Provided data -
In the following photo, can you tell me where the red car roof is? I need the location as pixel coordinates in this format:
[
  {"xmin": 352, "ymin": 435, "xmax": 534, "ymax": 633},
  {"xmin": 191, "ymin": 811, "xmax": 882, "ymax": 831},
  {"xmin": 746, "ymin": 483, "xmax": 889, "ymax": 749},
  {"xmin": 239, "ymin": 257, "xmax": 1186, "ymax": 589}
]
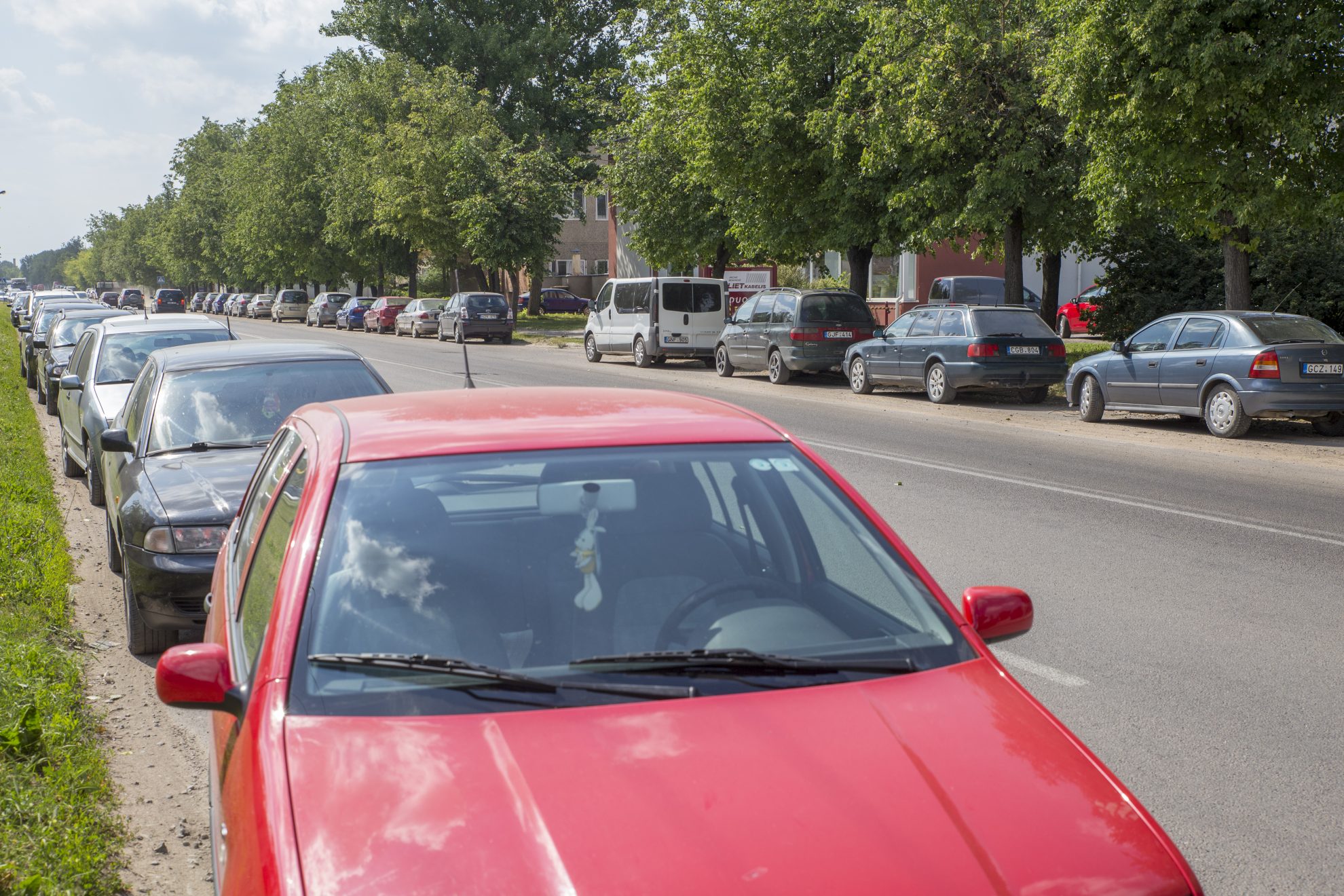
[{"xmin": 309, "ymin": 388, "xmax": 789, "ymax": 462}]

What you should do - Rewrite the rows above with "blue truck hood" in place of each "red car roof", leaving everything else unchanged. Omit the pictures from your answer.

Solution to this exercise -
In the following photo, can you tell me where the blue truck hood is? I need the location as pixel coordinates in this format:
[
  {"xmin": 352, "ymin": 435, "xmax": 534, "ymax": 633},
  {"xmin": 191, "ymin": 811, "xmax": 882, "ymax": 831},
  {"xmin": 746, "ymin": 483, "xmax": 889, "ymax": 749},
  {"xmin": 239, "ymin": 257, "xmax": 1186, "ymax": 589}
]
[{"xmin": 309, "ymin": 388, "xmax": 789, "ymax": 462}]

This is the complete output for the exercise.